# New Bachmann 1:20.3 Long Caboose ????



## Dave F (Jan 2, 2008)

Has anyone seen any photos of Bachmann's new Long Caboose in 1:20.3? I assume these are being produced to compliment the K-27's. I have yet to see one, no images on any of the retailers sites or Bachmann's own site.. 

Anyone know what's up?


----------



## jimtyp (Jan 2, 2008)

The only one I've seen is from the 120.me site (forum sponsor):


----------



## chuckger (Jan 2, 2008)

Hi Dave,
Check over on the b-man site, it's been delayed till Feb.- March. Something about being able to get the roof off so you can detail the inside, according to the Bachman

chuckger


----------



## Steve Stockham (Jan 2, 2008)

Yeah...._right!! _They've had all this time to get the details correct and now they want us to believe that the project has been delayed due to Bachmann deciding to change the design so we can remove the roof easier?!! Okay, whatever.......


----------



## Snoq Pass (Jan 2, 2008)

Sadly, I have to agree with Steve on this one.


----------



## steam5 (Jun 22, 2008)

I look forward to seeing the model!


----------



## Dougald (Jan 2, 2008)

Steve may well be right ... but frankly, I don't care. The model will be late is the botom line and whether the excuse offered is true or falso or believable matters little to me. I do not preorder (from B'mann) and when I finally see the model I will decide.

I also model in HO and since Canadian National is a favourite prototype, I pften by models made by Rapido http://www.rapidotrains.com/index.html Jason Shron as the main in charge at Rapido brings a refreshing outlook to the business. He is upfront and honest in admitting company mistakes and he has on several occasions gone the extra mile to admit fault and then make it right. A current example - there was an error in the mask for printing Illinois Central on passenger cars. Jason has notified customers that oredered these cars that Rapido screwed up ... he is going to rerun this bunch and provide the correct car plus the owners will get to keep the cars already purchased (to repaint or for parts - those passenger trucks are gorgeous). Jason sends a regular newsletter filled with info about what is happening admitting to foibles in an honest straightforward way. As a result Rapido has built a loyal following for their fine models.

###

- GIVEN INSTRUCTION
Write the next part of the forum thread on Bachmann's 1:20.3 long caboose, starting after its last sentence. The items that follow come from a separate source.

###

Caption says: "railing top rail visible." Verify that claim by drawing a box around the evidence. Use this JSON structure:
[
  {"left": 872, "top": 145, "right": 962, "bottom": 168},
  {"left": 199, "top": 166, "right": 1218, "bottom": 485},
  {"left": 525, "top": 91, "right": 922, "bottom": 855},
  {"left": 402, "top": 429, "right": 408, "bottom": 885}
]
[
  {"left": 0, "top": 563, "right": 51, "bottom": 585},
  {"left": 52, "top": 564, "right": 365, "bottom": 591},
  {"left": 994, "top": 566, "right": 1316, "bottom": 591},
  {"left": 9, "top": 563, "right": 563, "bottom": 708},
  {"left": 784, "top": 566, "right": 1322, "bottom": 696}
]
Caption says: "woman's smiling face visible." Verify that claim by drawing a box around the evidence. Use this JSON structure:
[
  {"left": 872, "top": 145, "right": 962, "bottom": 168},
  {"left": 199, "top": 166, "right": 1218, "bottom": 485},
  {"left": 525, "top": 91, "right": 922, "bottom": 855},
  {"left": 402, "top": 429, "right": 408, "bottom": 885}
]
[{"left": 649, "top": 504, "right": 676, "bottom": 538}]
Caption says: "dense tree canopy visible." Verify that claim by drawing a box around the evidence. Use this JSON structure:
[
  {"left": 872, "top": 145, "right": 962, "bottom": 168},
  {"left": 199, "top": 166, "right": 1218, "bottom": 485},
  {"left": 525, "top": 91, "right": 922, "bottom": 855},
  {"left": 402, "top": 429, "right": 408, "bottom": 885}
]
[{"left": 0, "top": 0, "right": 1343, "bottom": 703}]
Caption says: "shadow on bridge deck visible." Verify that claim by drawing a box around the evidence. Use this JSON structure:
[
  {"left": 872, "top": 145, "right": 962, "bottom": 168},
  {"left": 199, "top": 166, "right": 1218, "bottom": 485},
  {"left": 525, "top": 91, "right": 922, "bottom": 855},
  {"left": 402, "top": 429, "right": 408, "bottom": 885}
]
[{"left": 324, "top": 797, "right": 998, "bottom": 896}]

###

- ANSWER FOR THE TASK
More companies including B'mann could learn from the example that Rapido has set. 

Regards ... Doug


----------



## Guest (Oct 20, 2008)

The Bach-man said that photo shown above was a model he built a few years back....? In response to my posed question on the Bmann board, after DDan put that photo up on 1:20.Me. 

No surprise on ANY delay! I wonder if the 2-6-6-2 will ever make it on a boat? if you go over to Bmann board and look at thread (2-6-6-2 Photos) where I posted Bmann photos all the different roadnames of the 2-6-6-2, and look really hard, although they look really pretty; much like a cover model, they appear to be photo-shopped?(inserted text and colors)......or is it just me?

sorry can't post link, Bmann board down-again? though can't post a link anyways


cale


----------



## SlateCreek (Jan 2, 2008)

Well, parts of their site work. Try this.... 










Matthew (OV)


----------



## Guest (Oct 20, 2008)

since I can't figure how to post url copy and paste this for all pics:

http://www.bachmanntrains.com/home-usa/board/index.php/topic,6802.0.html

cale


----------



## Rich Schiffman (Jan 2, 2008)

To all,

A prototype caboose and 2-6-6-2T were shown for all to touch and see during the recent Portland Oregon Narrow Gauge convention. I don't know why people like to bash Bachmann when I waited 3.5 years for the Accucraft open cab shay in electric version. All good things are worth waiting for, patience boys, patience.


----------



## SlateCreek (Jan 2, 2008)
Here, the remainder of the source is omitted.